- **YOUR GOAL**
From first line to last, write out the data precisely as shown.

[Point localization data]
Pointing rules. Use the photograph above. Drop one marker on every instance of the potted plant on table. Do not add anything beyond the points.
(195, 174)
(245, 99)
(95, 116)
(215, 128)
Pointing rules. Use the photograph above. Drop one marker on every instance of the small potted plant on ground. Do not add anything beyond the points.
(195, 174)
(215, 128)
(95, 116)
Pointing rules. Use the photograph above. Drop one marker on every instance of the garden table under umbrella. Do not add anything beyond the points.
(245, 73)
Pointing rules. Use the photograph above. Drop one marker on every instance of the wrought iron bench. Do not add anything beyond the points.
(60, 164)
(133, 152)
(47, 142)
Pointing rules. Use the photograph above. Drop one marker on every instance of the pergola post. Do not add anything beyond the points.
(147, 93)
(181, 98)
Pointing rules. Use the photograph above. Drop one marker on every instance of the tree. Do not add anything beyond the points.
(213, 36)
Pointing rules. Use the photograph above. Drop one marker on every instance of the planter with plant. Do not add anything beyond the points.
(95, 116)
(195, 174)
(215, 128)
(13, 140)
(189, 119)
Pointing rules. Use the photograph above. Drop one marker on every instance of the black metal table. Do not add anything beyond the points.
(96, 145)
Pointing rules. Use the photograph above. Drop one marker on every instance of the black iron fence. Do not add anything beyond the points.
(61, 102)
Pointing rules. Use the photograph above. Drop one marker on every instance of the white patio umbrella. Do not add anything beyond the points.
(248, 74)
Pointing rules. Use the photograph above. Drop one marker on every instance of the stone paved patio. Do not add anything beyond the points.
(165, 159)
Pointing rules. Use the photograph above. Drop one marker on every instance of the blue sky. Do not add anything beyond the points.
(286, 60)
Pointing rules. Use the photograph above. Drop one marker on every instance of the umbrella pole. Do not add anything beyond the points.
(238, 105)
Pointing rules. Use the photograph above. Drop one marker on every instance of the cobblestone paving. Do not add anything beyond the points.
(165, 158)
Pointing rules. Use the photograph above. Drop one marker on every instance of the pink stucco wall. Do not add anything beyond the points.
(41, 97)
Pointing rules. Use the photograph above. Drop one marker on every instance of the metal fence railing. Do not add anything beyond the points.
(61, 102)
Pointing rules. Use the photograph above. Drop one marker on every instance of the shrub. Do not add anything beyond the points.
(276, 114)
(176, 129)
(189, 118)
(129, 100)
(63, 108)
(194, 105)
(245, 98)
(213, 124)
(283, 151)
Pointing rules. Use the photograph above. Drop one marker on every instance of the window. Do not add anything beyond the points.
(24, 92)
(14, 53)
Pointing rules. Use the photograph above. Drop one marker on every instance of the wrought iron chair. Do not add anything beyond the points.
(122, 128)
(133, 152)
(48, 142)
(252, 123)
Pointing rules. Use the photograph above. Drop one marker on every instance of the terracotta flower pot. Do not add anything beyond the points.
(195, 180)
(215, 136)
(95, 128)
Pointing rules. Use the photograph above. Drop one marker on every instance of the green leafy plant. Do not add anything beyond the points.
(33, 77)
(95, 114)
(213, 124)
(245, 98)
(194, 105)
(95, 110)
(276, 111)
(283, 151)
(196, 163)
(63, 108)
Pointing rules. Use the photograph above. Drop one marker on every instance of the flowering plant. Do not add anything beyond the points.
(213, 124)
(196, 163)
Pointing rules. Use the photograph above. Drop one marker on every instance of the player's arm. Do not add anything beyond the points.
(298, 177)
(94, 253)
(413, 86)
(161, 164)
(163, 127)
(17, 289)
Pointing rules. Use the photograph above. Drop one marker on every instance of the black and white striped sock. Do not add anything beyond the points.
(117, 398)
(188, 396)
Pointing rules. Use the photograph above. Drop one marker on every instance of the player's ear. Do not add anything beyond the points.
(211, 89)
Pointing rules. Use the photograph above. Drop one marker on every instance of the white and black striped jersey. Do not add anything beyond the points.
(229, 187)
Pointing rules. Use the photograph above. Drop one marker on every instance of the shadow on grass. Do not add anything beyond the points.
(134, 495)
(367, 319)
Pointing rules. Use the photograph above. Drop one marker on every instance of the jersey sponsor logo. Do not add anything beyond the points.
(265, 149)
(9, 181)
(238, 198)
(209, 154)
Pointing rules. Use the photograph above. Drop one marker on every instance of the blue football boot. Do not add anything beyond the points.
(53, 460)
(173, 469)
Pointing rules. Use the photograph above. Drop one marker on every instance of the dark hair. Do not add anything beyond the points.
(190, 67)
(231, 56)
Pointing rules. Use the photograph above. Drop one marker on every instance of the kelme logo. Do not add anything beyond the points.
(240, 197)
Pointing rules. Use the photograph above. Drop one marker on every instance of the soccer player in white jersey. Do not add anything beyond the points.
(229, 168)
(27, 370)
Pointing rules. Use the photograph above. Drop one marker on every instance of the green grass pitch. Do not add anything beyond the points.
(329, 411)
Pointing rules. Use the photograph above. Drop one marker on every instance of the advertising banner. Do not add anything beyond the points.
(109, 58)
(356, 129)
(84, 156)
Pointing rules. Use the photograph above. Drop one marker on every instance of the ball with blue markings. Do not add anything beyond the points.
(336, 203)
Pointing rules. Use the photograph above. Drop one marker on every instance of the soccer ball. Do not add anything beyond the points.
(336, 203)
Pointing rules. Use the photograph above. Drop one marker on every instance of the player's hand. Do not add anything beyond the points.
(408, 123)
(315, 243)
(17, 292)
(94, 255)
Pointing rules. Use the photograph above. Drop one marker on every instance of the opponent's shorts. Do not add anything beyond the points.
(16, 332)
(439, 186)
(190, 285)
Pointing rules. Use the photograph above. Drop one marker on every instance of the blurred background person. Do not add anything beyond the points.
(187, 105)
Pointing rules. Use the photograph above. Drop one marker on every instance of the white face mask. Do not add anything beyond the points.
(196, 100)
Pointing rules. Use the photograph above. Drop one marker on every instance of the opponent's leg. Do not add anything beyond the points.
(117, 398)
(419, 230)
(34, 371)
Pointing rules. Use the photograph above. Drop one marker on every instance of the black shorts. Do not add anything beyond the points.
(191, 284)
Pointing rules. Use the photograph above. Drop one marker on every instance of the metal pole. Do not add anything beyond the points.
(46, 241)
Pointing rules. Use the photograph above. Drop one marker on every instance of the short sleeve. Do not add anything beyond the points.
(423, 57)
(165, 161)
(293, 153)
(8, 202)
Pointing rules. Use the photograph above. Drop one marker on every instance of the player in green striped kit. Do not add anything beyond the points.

- **OUTPUT OF THE TASK**
Pointing rules. Use the photograph above. Drop one marker on every instance of the potted plant on table. Do not add anything beyond the points.
(195, 174)
(245, 99)
(95, 116)
(215, 128)
Pointing rules. Use the photograph above. Drop one marker on every instance of the small potted plant on ground. Do not add anything beyond the points.
(195, 174)
(215, 128)
(95, 116)
Pointing rules. Use the photograph above. Drop one marker on every instance of the garden table under umbrella. Do not add anything beyond the points.
(245, 73)
Pointing rules. Use the photograph above. Drop one marker on every instance of the wrought iron bench. Do not add anything beyond the points.
(60, 164)
(133, 152)
(47, 142)
Pointing rules. Use the photograph above. Drop one marker on every instance of the pergola post. Do not add anything beyond the points.
(147, 93)
(181, 98)
Pointing rules. Use the photograph above. Drop one marker on every instance of the tree. Do not add anything beyond the points.
(213, 36)
Pointing rules. Use the photograph above. Drop one marker on every instance of the planter with plant. Do not add anything beyond the points.
(95, 116)
(195, 174)
(215, 128)
(13, 140)
(189, 119)
Pointing rules. Use the photograph above. Drop one marker on every instance of the black metal table. Do not add anything beyond the points.
(96, 145)
Pointing rules. Use the photograph above. Drop one marker on every instance of the black iron fence. Do not add anything beyond the points.
(61, 102)
Pointing rules. Use the photograph above. Drop one marker on every instance of the white patio umbrella. Do not add anything beyond the points.
(248, 74)
Pointing rules. Use the photograph above. Drop one marker on every instance of the stone paved patio. Do not add anything beyond the points.
(165, 159)
Pointing rules. Use the photograph above. Drop one marker on every instance of the blue sky. Do not add anything beyond the points.
(286, 60)
Pointing rules. Use the photograph above. Drop one marker on every instance of the umbrella pole. Do not add anything beyond the points.
(238, 105)
Pointing rules. Use the photograph above. Drop one marker on every instance of the cobblestone paving. Do not add anything beyond the points.
(165, 158)
Pointing rules. Use the photograph above. Drop one marker on every instance of the pink stucco wall. Do not add anything beyond the points.
(41, 97)
Pointing rules. Use the photograph above. Drop one marker on every instance of the metal fence railing. Do not add anything beyond the points.
(61, 102)
Pointing rules. Use the photograph above. Drop one marker on every instance of the shrub. Do not add anything beyond the points.
(276, 114)
(176, 129)
(189, 118)
(129, 100)
(63, 108)
(194, 105)
(245, 98)
(213, 124)
(283, 151)
Pointing rules. Use the photograph above. Drop one marker on every instance of the window. Do not add anything beyond the points.
(24, 92)
(14, 53)
Pointing rules. Use the photograph above. Drop one marker on every instance of the wrought iron chair. Do not add anything beyond the points.
(122, 128)
(133, 152)
(48, 142)
(252, 123)
Pointing rules. Use the photograph above. Drop one marker on every instance of the terracotta flower pot. Do not add anything beyond the points.
(195, 180)
(215, 136)
(95, 128)
Pointing rules. Use the photograph above. Drop one marker on every instance of the green leafy plant. Do not add anything beyond the points.
(33, 77)
(95, 114)
(213, 124)
(245, 98)
(194, 105)
(95, 110)
(276, 111)
(283, 151)
(196, 163)
(63, 108)
Pointing rules. Use the photograph above. Drop one marker on every instance of the flowering plant. Do not add anything beyond the points.
(213, 124)
(196, 163)
Pointing rules. Use the photograph above. Drop one marker on every instance of the player's arm. Do not add anything beyond the points.
(298, 177)
(94, 253)
(413, 86)
(161, 164)
(163, 127)
(17, 289)
Pointing rules. Use the photograph above. Drop one marker on every instance of the black and white striped sock. Do not add anything beyond the points.
(117, 398)
(188, 396)
Pointing rules. Use the photograph above. Drop one marker on every instance of the player's ear. Do not add anything beyond the points.
(211, 89)
Pointing rules. Use the photograph above. Drop one marker on every instance of the white and black striped jersey. Do not add anything beyond the points.
(229, 187)
Pointing rules. Use the photograph above. Drop one marker on every instance of the shadow on grass. Do not add anything beyond the points.
(134, 495)
(367, 319)
Pointing rules. Use the photograph above. Drop one marker on every instance of the jersey sponsor logo. Do not add anything beyond the points.
(265, 149)
(9, 181)
(238, 198)
(209, 154)
Pointing rules. Use the photograph above. Drop one marker on every instance of the blue football boot. Do not add anything beyond the points.
(53, 460)
(173, 469)
Pointing rules. Use the photograph above. Drop one marker on every instance of the dark hair. Do not add anything beyond the points.
(190, 67)
(231, 56)
Pointing rules. Use the photograph above. Drop one marker on every instance of the kelme logo. Do not add anything beyond the points.
(240, 197)
Pointing rules. Use the photograph above. Drop one marker on every instance of the soccer player in white jersey. Do not add anything beyond the points.
(229, 168)
(27, 370)
Pointing rules. Use the photograph above. Drop one marker on every instance of the green grass pitch. Do not add anything beyond the points.
(329, 411)
Pointing rules. Use the photograph above. Drop one marker on every instance of the advertising banner. Do not add anything beyond the points.
(109, 58)
(356, 129)
(84, 156)
Pointing rules. Use the photograph above. Drop one marker on every instance of the ball with blue markings. Do not add anything beyond the points.
(336, 203)
Pointing rules. Use the photograph above. Drop one marker on every instance of the soccer ball. Do not add anything beyond the points.
(336, 203)
Pointing rules. Use the photograph above. Drop one marker on every instance of the player's hand. Do not add anything beyond the points.
(408, 123)
(315, 243)
(17, 292)
(94, 255)
Pointing rules. Use the photograph above. Drop one marker on every instance of the opponent's shorts. Do not add anything beyond the points.
(16, 332)
(439, 186)
(190, 285)
Pointing rules. Use the photograph above. Drop one marker on every instance of the blurred background person. Do not add anything beyond the points.
(187, 105)
Pointing rules. Use the photograph above. Drop one marker on every instance of the white face mask. Do not add anything beyond the points.
(196, 100)
Pointing rules. Use the photograph above. Drop one marker on every instance of the opponent's leg. Do not add anything beyond the points.
(117, 398)
(419, 230)
(34, 371)
Pointing rules. Use the photograph above. Drop one marker on every instance of the black shorts. Do not add anything beyond the points.
(191, 284)
Pointing rules. Use the photograph above. Drop one marker on every instance of the metal pole. Do not add anything beyond the points.
(46, 241)
Pointing rules. Use the photograph above. Drop one marker on every instance of the short sleeve. Do not add anything beyond the points.
(423, 57)
(165, 161)
(293, 153)
(8, 202)
Pointing rules. Use the photograph above. Drop one marker on every instance of the player in green striped kit. Do not add anything beyond the points.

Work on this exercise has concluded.